> [Written task]
Please extract every line of the rows below and reproduce each one character for character, keeping the original order.

> [Supplied material]
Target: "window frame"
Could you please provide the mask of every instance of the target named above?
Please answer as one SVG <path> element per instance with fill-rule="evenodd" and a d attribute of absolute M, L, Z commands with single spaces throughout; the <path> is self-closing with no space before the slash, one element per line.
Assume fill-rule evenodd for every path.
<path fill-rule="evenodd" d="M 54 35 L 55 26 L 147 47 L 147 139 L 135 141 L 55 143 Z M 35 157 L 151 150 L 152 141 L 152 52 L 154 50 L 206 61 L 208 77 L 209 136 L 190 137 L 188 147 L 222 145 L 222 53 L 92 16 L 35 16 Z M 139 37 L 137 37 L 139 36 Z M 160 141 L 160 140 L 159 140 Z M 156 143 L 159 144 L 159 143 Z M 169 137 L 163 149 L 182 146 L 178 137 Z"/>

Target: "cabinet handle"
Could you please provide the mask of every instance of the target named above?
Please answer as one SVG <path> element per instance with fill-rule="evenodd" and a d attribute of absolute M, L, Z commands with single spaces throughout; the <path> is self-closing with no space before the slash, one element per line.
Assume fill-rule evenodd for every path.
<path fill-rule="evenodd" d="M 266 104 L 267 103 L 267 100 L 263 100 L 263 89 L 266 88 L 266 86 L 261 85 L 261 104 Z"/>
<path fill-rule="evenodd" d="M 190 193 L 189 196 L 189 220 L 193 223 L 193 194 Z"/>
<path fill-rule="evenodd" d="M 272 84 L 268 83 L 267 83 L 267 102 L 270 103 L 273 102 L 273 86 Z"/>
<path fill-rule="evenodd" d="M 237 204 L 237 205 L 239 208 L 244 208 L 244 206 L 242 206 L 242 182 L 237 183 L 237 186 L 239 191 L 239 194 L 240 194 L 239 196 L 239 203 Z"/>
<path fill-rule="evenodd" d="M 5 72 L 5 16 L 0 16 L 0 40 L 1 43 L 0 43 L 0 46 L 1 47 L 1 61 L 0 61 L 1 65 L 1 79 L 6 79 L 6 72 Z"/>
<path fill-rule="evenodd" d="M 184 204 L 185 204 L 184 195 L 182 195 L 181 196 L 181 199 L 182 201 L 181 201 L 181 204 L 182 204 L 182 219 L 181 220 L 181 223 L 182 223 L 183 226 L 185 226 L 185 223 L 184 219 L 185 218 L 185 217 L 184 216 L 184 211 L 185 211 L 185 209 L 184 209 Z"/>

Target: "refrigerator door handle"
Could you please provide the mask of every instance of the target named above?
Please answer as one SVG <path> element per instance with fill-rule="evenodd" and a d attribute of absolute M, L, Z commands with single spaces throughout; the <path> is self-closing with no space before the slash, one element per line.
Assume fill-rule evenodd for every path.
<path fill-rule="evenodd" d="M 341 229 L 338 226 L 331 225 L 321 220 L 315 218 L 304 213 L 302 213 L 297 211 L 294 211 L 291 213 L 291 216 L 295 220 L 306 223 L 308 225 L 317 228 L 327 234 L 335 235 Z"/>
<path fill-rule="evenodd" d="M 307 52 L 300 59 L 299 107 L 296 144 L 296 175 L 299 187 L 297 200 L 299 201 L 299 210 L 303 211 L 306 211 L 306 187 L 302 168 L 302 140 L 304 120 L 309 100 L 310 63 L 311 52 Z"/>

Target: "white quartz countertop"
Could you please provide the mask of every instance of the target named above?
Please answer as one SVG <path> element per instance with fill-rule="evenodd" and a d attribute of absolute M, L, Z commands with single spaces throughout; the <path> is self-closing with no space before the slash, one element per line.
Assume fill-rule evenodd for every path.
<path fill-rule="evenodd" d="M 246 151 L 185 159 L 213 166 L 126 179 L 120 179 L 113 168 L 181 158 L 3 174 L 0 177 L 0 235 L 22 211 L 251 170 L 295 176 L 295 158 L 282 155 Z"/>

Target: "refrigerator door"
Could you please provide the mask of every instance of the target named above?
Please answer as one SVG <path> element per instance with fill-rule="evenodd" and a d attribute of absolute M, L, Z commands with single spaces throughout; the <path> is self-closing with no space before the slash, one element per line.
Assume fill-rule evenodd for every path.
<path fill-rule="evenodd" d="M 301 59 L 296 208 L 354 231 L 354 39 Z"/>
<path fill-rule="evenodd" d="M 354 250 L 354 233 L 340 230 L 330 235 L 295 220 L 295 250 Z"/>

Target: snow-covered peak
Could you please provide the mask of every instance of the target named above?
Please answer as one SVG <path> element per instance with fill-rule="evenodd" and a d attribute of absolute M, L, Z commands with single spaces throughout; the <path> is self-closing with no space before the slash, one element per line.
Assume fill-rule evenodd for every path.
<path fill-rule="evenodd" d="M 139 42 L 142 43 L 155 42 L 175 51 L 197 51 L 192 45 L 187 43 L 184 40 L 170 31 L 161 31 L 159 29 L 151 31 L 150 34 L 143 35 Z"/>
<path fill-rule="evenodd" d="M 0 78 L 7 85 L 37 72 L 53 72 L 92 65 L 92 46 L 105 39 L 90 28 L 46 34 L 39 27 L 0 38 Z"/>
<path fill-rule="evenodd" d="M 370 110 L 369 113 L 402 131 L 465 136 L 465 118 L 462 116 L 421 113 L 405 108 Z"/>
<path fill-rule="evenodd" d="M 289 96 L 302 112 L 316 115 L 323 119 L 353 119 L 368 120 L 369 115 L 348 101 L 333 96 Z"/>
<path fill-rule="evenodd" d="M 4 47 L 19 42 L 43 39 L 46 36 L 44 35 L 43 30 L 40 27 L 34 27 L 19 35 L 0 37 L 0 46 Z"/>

> [Full response]
Target: "window frame"
Could you please provide the mask of every instance of the target named above?
Please answer as one SVG <path> element per instance with fill-rule="evenodd" and a d attribute of absolute M, L, Z commands with single spaces throughout; the <path> is self-closing with no space before the slash, one element per line.
Assume fill-rule evenodd for every path.
<path fill-rule="evenodd" d="M 54 35 L 55 26 L 147 47 L 147 139 L 135 141 L 55 143 Z M 35 157 L 151 150 L 152 141 L 152 52 L 154 50 L 206 61 L 208 77 L 209 136 L 190 137 L 188 147 L 222 145 L 222 53 L 92 16 L 35 16 Z M 139 37 L 137 37 L 139 36 Z M 160 141 L 160 140 L 159 140 Z M 156 143 L 159 144 L 159 143 Z M 169 137 L 163 149 L 182 146 L 178 137 Z"/>

Target: "cabinet handle"
Could you please provide the mask of every instance of the target named above?
Please answer as one SVG <path> element per instance with fill-rule="evenodd" and a d attribute of absolute M, L, Z commands with single spaces throughout; the <path> is self-closing with no space before the slash, one element per line.
Assume fill-rule evenodd for every path.
<path fill-rule="evenodd" d="M 266 104 L 267 103 L 267 100 L 263 100 L 263 89 L 266 88 L 266 86 L 261 85 L 261 104 Z"/>
<path fill-rule="evenodd" d="M 190 193 L 189 196 L 189 220 L 193 223 L 193 194 Z"/>
<path fill-rule="evenodd" d="M 272 84 L 268 83 L 267 83 L 267 102 L 270 103 L 273 102 L 273 86 Z"/>
<path fill-rule="evenodd" d="M 237 204 L 237 205 L 239 208 L 244 208 L 244 206 L 242 206 L 242 182 L 237 183 L 237 186 L 239 191 L 239 194 L 240 194 L 239 196 L 239 203 Z"/>
<path fill-rule="evenodd" d="M 5 72 L 5 16 L 0 16 L 0 40 L 1 43 L 0 43 L 0 46 L 1 47 L 1 61 L 0 61 L 1 65 L 1 79 L 6 79 L 6 72 Z"/>
<path fill-rule="evenodd" d="M 184 204 L 185 204 L 184 195 L 182 195 L 181 196 L 181 199 L 182 201 L 181 201 L 181 204 L 182 204 L 182 219 L 181 220 L 181 223 L 182 223 L 183 226 L 185 226 L 185 223 L 184 219 L 185 218 L 185 217 L 184 216 L 184 211 L 185 211 L 185 209 L 184 209 Z"/>

Target: "refrigerator door handle"
Could you please provide the mask of every instance of the target named above?
Please answer as one SVG <path> element per instance with fill-rule="evenodd" and a d attribute of absolute M, L, Z commands with single spaces throughout; the <path> is self-closing with no space before the slash, one element per line.
Assume fill-rule evenodd for every path.
<path fill-rule="evenodd" d="M 341 229 L 338 226 L 331 225 L 321 220 L 315 218 L 304 213 L 302 213 L 297 211 L 294 211 L 291 213 L 291 216 L 295 220 L 306 223 L 308 225 L 317 228 L 327 234 L 335 235 Z"/>
<path fill-rule="evenodd" d="M 307 52 L 300 59 L 299 107 L 296 144 L 296 175 L 299 187 L 297 200 L 299 201 L 299 210 L 303 211 L 306 211 L 306 187 L 302 168 L 302 140 L 304 120 L 309 100 L 310 63 L 311 52 Z"/>

Target: "white quartz countertop"
Could you please provide the mask of every instance of the target named above?
Please answer as one SVG <path> element per instance with fill-rule="evenodd" and a d attribute of absolute M, L, Z commands with single spaces throughout; the <path> is self-closing with no space before the slash, one element per line.
Assume fill-rule evenodd for every path.
<path fill-rule="evenodd" d="M 246 151 L 185 159 L 213 166 L 126 179 L 120 179 L 113 168 L 181 158 L 3 174 L 0 177 L 0 235 L 22 211 L 251 170 L 295 176 L 295 158 L 282 155 Z"/>

Target: "refrigerator door"
Could you please provide the mask of every instance of the target named above?
Please answer as one SVG <path> element per instance with fill-rule="evenodd" and a d attribute of absolute M, L, Z commands with single spaces throughout; the <path> is self-closing with no space before the slash, one element per line.
Assume fill-rule evenodd for every path.
<path fill-rule="evenodd" d="M 301 59 L 296 208 L 354 231 L 354 39 Z"/>
<path fill-rule="evenodd" d="M 354 250 L 354 233 L 340 230 L 330 235 L 295 220 L 295 250 Z"/>

Target: snow-covered peak
Could you please provide the mask of every instance of the target named above?
Please answer as one SVG <path> element per instance with fill-rule="evenodd" and a d attribute of absolute M, L, Z commands with single spaces throughout; the <path> is self-closing with no space before the slash, one element per line.
Assume fill-rule evenodd for every path.
<path fill-rule="evenodd" d="M 139 42 L 142 43 L 155 42 L 175 51 L 197 51 L 192 45 L 187 43 L 184 40 L 170 31 L 161 31 L 159 29 L 151 31 L 150 34 L 143 35 Z"/>
<path fill-rule="evenodd" d="M 0 78 L 7 85 L 37 72 L 53 72 L 92 65 L 92 46 L 105 39 L 90 28 L 46 34 L 39 27 L 0 38 Z"/>
<path fill-rule="evenodd" d="M 370 110 L 369 113 L 402 131 L 465 136 L 465 118 L 462 116 L 421 113 L 405 108 Z"/>
<path fill-rule="evenodd" d="M 289 96 L 302 112 L 316 115 L 323 119 L 353 119 L 368 120 L 369 115 L 348 101 L 333 96 Z"/>
<path fill-rule="evenodd" d="M 4 47 L 19 42 L 43 39 L 46 36 L 44 35 L 43 30 L 40 27 L 34 27 L 19 35 L 0 37 L 0 46 Z"/>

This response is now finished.